■ The input:
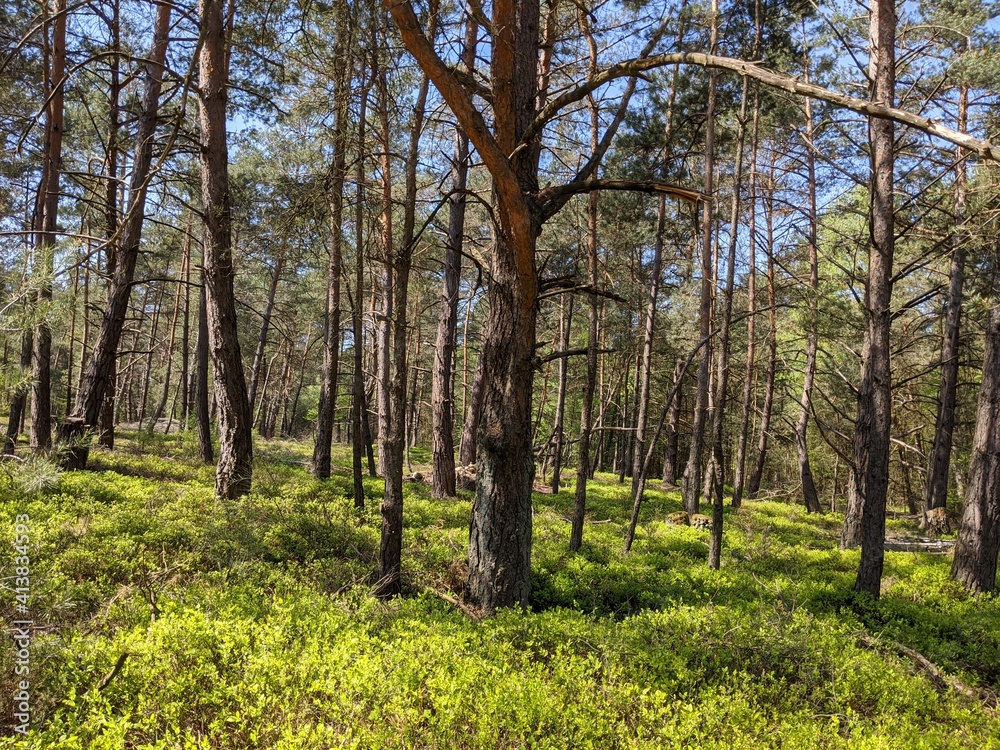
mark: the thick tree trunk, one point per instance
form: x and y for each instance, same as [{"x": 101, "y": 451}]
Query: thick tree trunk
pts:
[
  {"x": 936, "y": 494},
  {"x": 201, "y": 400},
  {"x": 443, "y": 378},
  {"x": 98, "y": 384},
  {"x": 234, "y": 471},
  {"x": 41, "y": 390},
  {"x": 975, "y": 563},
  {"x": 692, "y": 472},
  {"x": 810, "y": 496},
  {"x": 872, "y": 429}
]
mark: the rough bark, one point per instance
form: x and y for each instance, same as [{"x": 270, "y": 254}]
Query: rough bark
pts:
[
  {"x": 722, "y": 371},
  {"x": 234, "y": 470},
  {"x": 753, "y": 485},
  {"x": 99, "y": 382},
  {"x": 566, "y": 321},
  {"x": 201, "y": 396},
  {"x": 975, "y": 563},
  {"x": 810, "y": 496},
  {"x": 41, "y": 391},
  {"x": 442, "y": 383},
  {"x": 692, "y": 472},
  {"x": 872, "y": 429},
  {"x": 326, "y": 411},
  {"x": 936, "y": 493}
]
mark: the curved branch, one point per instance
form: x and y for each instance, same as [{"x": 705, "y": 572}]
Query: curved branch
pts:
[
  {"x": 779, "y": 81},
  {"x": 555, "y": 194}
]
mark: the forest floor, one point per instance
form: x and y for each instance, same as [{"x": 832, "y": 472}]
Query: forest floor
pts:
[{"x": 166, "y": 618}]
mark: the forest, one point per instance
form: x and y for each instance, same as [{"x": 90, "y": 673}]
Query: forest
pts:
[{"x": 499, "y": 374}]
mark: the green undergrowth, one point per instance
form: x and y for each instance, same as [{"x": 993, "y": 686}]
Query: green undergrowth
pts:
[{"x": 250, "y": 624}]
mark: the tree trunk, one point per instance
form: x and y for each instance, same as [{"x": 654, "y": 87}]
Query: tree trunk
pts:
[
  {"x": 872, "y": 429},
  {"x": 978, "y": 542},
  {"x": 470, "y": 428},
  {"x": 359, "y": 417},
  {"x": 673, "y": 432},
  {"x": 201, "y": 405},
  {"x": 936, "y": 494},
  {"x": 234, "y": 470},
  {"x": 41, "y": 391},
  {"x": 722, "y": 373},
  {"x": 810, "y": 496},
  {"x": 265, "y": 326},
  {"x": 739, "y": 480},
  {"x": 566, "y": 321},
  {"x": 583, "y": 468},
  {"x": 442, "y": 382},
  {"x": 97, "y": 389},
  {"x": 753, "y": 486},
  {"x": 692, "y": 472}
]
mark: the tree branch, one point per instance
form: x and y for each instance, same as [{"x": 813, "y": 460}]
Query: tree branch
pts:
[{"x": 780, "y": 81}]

■ What the task requires: Which lines of the listing include the string "undergrowth"? Pull them out.

■ Output:
mark: the green undergrowth, one point per instance
Query: green undergrowth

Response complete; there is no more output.